The request:
Swap "arched niche" for "recessed alcove" in everything from the line containing "tag: portrait bust in medallion" down to the line containing "231 97 L 198", and give back only those lines with nothing else changed.

* BEGIN *

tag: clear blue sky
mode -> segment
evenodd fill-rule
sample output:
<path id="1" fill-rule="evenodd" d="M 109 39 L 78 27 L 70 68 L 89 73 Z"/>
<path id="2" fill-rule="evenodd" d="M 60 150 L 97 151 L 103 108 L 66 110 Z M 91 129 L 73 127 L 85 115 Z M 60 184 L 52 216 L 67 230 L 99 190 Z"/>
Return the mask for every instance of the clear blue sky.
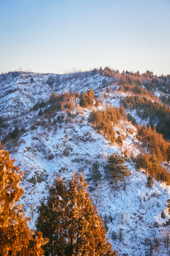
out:
<path id="1" fill-rule="evenodd" d="M 170 73 L 170 0 L 0 0 L 0 73 Z"/>

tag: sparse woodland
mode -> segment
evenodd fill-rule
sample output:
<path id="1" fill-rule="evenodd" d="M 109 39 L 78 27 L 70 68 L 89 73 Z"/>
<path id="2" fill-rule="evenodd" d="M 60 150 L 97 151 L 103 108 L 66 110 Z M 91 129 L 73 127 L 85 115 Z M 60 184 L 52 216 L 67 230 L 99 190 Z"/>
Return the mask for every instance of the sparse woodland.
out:
<path id="1" fill-rule="evenodd" d="M 150 191 L 154 188 L 155 180 L 170 186 L 170 108 L 169 96 L 166 96 L 170 92 L 170 76 L 158 78 L 149 70 L 143 74 L 140 74 L 139 71 L 123 71 L 120 74 L 118 70 L 108 67 L 94 69 L 91 73 L 94 76 L 100 74 L 104 78 L 98 87 L 97 96 L 95 90 L 92 89 L 84 90 L 80 93 L 79 91 L 64 91 L 59 94 L 53 92 L 47 100 L 38 102 L 30 110 L 30 112 L 36 112 L 38 119 L 36 123 L 32 124 L 31 130 L 36 130 L 40 126 L 50 132 L 54 127 L 54 136 L 58 129 L 61 132 L 62 127 L 69 127 L 70 124 L 75 124 L 74 129 L 76 131 L 77 123 L 81 129 L 84 125 L 85 117 L 82 115 L 80 119 L 79 112 L 84 112 L 86 110 L 89 112 L 87 125 L 103 135 L 109 142 L 109 145 L 119 147 L 120 152 L 123 140 L 132 131 L 127 129 L 123 135 L 118 131 L 118 127 L 120 123 L 122 126 L 130 124 L 132 127 L 132 123 L 137 131 L 135 139 L 140 147 L 140 154 L 135 157 L 132 155 L 130 156 L 130 154 L 125 156 L 125 151 L 124 156 L 123 151 L 122 155 L 120 152 L 110 154 L 102 159 L 101 166 L 96 159 L 93 162 L 89 154 L 89 161 L 91 162 L 91 165 L 86 181 L 91 182 L 91 185 L 95 184 L 96 188 L 101 180 L 106 180 L 110 185 L 115 184 L 113 188 L 118 187 L 121 190 L 120 185 L 125 185 L 127 180 L 130 180 L 131 171 L 127 165 L 128 162 L 130 162 L 135 166 L 135 170 L 144 171 L 147 176 L 145 185 Z M 34 80 L 31 78 L 30 83 L 33 84 Z M 113 85 L 115 81 L 116 90 Z M 52 75 L 49 75 L 46 81 L 46 84 L 52 89 L 60 82 Z M 157 90 L 164 92 L 160 97 L 155 93 Z M 108 95 L 114 95 L 114 91 L 125 94 L 118 105 L 119 107 L 106 103 Z M 98 92 L 102 92 L 101 98 Z M 105 103 L 102 103 L 102 100 Z M 126 114 L 128 111 L 130 112 Z M 136 116 L 133 114 L 133 111 Z M 147 125 L 137 124 L 135 118 L 137 115 L 140 120 L 149 120 Z M 73 126 L 72 127 L 73 129 Z M 0 117 L 0 129 L 3 130 L 4 128 L 8 128 L 6 120 Z M 7 130 L 8 133 L 2 141 L 4 144 L 6 142 L 16 142 L 26 132 L 25 128 L 20 127 L 18 124 Z M 75 132 L 78 133 L 77 131 Z M 65 129 L 64 133 L 67 145 L 68 134 Z M 79 137 L 79 139 L 94 141 L 89 139 L 88 132 L 86 135 L 86 137 Z M 38 140 L 38 138 L 34 137 L 34 139 Z M 42 201 L 38 208 L 36 230 L 30 230 L 28 225 L 29 218 L 26 216 L 22 205 L 18 203 L 23 193 L 21 186 L 23 174 L 15 166 L 14 161 L 10 159 L 8 151 L 3 149 L 1 144 L 0 147 L 0 256 L 118 255 L 114 250 L 114 244 L 113 249 L 106 238 L 108 230 L 105 228 L 107 225 L 104 225 L 106 223 L 99 216 L 97 208 L 93 205 L 83 173 L 79 174 L 74 172 L 69 181 L 62 178 L 60 175 L 57 176 L 49 188 L 49 196 Z M 60 157 L 69 157 L 71 154 L 72 150 L 66 146 Z M 50 154 L 47 159 L 52 160 L 54 157 L 55 155 Z M 77 161 L 77 159 L 74 161 Z M 94 190 L 94 188 L 91 189 Z M 169 213 L 169 201 L 168 203 Z M 164 213 L 162 214 L 164 215 Z M 111 221 L 113 221 L 113 219 Z M 168 235 L 166 235 L 163 241 L 166 245 L 167 253 L 170 244 Z M 112 236 L 113 240 L 117 239 L 114 231 Z M 121 228 L 119 236 L 120 242 L 122 242 Z M 149 253 L 161 246 L 155 241 L 150 242 Z"/>

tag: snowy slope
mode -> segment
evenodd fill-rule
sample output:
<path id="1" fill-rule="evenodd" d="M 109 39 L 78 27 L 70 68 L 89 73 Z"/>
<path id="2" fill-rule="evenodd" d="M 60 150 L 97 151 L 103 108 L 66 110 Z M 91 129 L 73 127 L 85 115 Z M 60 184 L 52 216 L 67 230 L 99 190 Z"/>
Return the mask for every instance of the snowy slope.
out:
<path id="1" fill-rule="evenodd" d="M 153 188 L 149 188 L 145 174 L 137 171 L 130 160 L 127 164 L 131 176 L 127 178 L 125 183 L 120 182 L 116 187 L 106 179 L 103 169 L 107 156 L 112 153 L 122 154 L 127 149 L 129 155 L 139 154 L 141 145 L 135 137 L 135 128 L 123 120 L 115 127 L 115 130 L 124 136 L 123 146 L 120 147 L 110 144 L 88 122 L 92 108 L 77 107 L 74 111 L 76 117 L 67 124 L 54 122 L 54 119 L 61 114 L 58 112 L 53 119 L 46 120 L 46 126 L 42 125 L 44 117 L 38 117 L 38 110 L 31 110 L 36 102 L 48 100 L 53 91 L 84 92 L 92 88 L 103 99 L 103 105 L 118 107 L 120 100 L 126 94 L 113 89 L 118 87 L 118 83 L 113 82 L 112 78 L 106 78 L 106 85 L 103 86 L 103 77 L 91 73 L 16 75 L 13 78 L 10 73 L 0 79 L 2 99 L 0 116 L 6 117 L 9 127 L 16 122 L 26 129 L 18 141 L 3 146 L 6 146 L 11 157 L 16 159 L 16 164 L 24 171 L 22 183 L 25 193 L 22 203 L 27 215 L 31 218 L 30 226 L 34 228 L 37 207 L 43 198 L 47 198 L 47 188 L 56 175 L 60 174 L 68 179 L 74 171 L 83 170 L 113 248 L 118 250 L 119 255 L 149 255 L 151 241 L 162 238 L 169 228 L 164 227 L 164 224 L 169 218 L 166 209 L 170 197 L 169 187 L 154 181 Z M 47 83 L 50 75 L 55 81 L 52 86 Z M 113 91 L 106 94 L 108 86 Z M 9 92 L 10 90 L 13 92 Z M 35 127 L 31 129 L 33 124 Z M 2 137 L 5 129 L 2 130 Z M 101 178 L 95 184 L 90 177 L 91 166 L 96 162 Z M 163 242 L 160 250 L 162 255 L 167 255 Z M 154 255 L 160 253 L 154 250 Z"/>

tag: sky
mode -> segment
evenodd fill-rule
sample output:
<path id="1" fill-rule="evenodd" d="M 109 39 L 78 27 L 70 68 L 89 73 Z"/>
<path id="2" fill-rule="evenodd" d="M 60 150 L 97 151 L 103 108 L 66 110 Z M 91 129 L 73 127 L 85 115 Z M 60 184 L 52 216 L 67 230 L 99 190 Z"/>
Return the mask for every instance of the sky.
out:
<path id="1" fill-rule="evenodd" d="M 170 74 L 170 0 L 0 0 L 0 73 Z"/>

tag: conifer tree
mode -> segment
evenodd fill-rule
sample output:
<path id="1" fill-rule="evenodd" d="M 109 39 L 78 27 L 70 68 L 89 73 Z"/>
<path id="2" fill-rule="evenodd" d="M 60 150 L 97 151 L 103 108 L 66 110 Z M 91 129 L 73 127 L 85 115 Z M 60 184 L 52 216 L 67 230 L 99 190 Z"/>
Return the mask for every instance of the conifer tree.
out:
<path id="1" fill-rule="evenodd" d="M 28 226 L 22 205 L 17 204 L 23 193 L 21 179 L 23 173 L 10 159 L 8 151 L 2 149 L 0 143 L 0 255 L 40 256 L 41 245 L 46 240 L 38 233 L 33 238 L 33 231 Z"/>
<path id="2" fill-rule="evenodd" d="M 108 162 L 104 166 L 106 177 L 113 178 L 117 183 L 118 180 L 124 180 L 125 176 L 130 175 L 128 168 L 124 165 L 125 162 L 125 159 L 117 154 L 109 156 Z"/>
<path id="3" fill-rule="evenodd" d="M 82 174 L 74 173 L 68 184 L 57 177 L 47 203 L 42 202 L 37 222 L 38 230 L 49 239 L 45 255 L 117 255 L 91 202 Z"/>
<path id="4" fill-rule="evenodd" d="M 125 118 L 125 119 L 126 118 L 125 109 L 122 104 L 120 105 L 120 114 L 123 118 Z"/>

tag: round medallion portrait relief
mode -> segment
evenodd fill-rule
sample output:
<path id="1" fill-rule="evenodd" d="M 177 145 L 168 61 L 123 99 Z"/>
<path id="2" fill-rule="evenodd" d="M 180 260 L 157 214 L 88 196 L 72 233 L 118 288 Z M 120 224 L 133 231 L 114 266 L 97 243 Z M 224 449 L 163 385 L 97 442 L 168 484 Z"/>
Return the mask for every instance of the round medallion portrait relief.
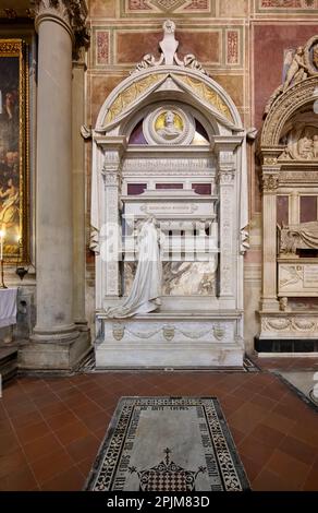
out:
<path id="1" fill-rule="evenodd" d="M 194 120 L 179 107 L 159 107 L 145 118 L 144 133 L 149 144 L 188 144 L 194 136 Z"/>

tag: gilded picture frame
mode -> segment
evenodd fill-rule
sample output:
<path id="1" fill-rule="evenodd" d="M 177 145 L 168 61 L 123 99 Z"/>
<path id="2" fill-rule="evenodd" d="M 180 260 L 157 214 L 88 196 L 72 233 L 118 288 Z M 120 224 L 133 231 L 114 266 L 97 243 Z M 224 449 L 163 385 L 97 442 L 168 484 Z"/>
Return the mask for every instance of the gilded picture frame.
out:
<path id="1" fill-rule="evenodd" d="M 28 61 L 23 39 L 0 39 L 0 230 L 4 263 L 28 263 Z"/>

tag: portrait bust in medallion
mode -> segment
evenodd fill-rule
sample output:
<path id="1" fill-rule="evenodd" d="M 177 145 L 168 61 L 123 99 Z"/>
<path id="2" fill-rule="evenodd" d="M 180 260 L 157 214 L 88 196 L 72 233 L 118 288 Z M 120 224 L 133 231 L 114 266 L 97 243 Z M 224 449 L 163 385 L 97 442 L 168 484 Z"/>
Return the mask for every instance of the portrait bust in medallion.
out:
<path id="1" fill-rule="evenodd" d="M 155 123 L 157 134 L 160 138 L 171 141 L 183 132 L 183 122 L 179 115 L 172 110 L 161 112 Z"/>

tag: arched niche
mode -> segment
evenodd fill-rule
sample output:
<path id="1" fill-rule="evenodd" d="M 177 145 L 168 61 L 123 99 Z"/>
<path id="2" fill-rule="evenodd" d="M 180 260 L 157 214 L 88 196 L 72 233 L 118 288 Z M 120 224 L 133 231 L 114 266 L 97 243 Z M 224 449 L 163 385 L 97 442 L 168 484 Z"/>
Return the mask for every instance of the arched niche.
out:
<path id="1" fill-rule="evenodd" d="M 311 39 L 305 61 L 313 60 Z M 318 349 L 318 68 L 274 92 L 260 136 L 260 353 Z"/>
<path id="2" fill-rule="evenodd" d="M 231 97 L 198 63 L 189 68 L 176 53 L 173 62 L 167 53 L 151 62 L 146 69 L 137 65 L 106 98 L 93 130 L 97 366 L 242 366 L 245 131 Z M 158 129 L 168 111 L 175 133 Z M 205 144 L 193 144 L 194 120 L 207 135 Z M 138 123 L 147 144 L 130 144 Z M 174 258 L 176 250 L 173 243 L 171 251 L 164 248 L 167 276 L 158 311 L 111 319 L 108 309 L 129 294 L 126 264 L 133 266 L 136 260 L 130 243 L 149 213 L 160 222 L 164 240 L 172 234 L 182 246 L 186 236 L 195 252 L 194 246 L 182 246 L 182 263 L 173 260 L 170 265 L 170 253 Z M 201 247 L 197 236 L 205 241 Z"/>

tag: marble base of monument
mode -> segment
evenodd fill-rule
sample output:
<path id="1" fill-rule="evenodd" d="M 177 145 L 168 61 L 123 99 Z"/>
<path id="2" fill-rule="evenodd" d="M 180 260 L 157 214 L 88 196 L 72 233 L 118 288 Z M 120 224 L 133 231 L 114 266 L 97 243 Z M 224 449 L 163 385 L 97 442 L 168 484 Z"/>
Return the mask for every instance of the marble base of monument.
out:
<path id="1" fill-rule="evenodd" d="M 96 368 L 242 367 L 241 314 L 97 315 Z"/>

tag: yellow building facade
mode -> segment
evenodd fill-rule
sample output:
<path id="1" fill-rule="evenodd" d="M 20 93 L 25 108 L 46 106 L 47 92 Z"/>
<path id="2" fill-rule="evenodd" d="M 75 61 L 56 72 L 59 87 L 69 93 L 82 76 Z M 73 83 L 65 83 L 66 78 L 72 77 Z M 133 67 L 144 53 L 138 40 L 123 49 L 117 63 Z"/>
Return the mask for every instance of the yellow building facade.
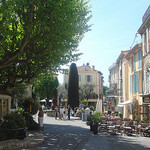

* END *

Exercise solution:
tag: portrait bust in medallion
mode -> segment
evenodd fill-rule
sample output:
<path id="1" fill-rule="evenodd" d="M 177 145 L 168 61 L 123 99 Z"/>
<path id="2" fill-rule="evenodd" d="M 180 260 L 157 214 L 88 196 L 72 233 L 118 288 Z M 120 224 L 133 231 L 114 266 L 97 243 Z M 224 449 L 163 385 L 97 442 L 168 484 Z"/>
Return the mask for every instance of the portrait bust in medallion.
out:
<path id="1" fill-rule="evenodd" d="M 155 123 L 157 134 L 160 138 L 171 141 L 183 132 L 183 122 L 179 115 L 172 110 L 161 112 Z"/>

tag: recessed alcove
mode -> segment
evenodd fill-rule
sample output:
<path id="1" fill-rule="evenodd" d="M 177 145 L 168 61 L 123 99 Z"/>
<path id="2" fill-rule="evenodd" d="M 180 260 L 157 214 L 88 196 L 72 233 L 118 288 Z M 120 224 L 133 231 L 114 266 L 97 243 Z M 224 449 L 163 385 L 97 442 L 168 484 Z"/>
Return the mask for every instance of the recessed alcove.
out:
<path id="1" fill-rule="evenodd" d="M 311 39 L 305 61 L 313 60 Z M 318 349 L 318 68 L 274 92 L 260 136 L 260 353 Z"/>
<path id="2" fill-rule="evenodd" d="M 231 97 L 198 63 L 189 68 L 176 53 L 173 62 L 167 53 L 151 62 L 146 69 L 137 65 L 106 98 L 93 130 L 97 366 L 242 366 L 245 131 Z M 158 129 L 168 111 L 175 133 Z M 205 144 L 193 144 L 194 120 L 207 135 Z M 138 123 L 147 144 L 130 144 Z M 174 258 L 176 250 L 173 243 L 171 251 L 164 248 L 167 276 L 158 311 L 111 319 L 108 309 L 129 294 L 126 264 L 133 266 L 136 260 L 130 243 L 149 213 L 160 222 L 164 240 L 172 234 L 182 246 L 186 236 L 195 252 L 194 246 L 182 246 L 182 263 L 173 260 L 170 265 L 170 253 Z M 201 247 L 197 236 L 205 241 Z"/>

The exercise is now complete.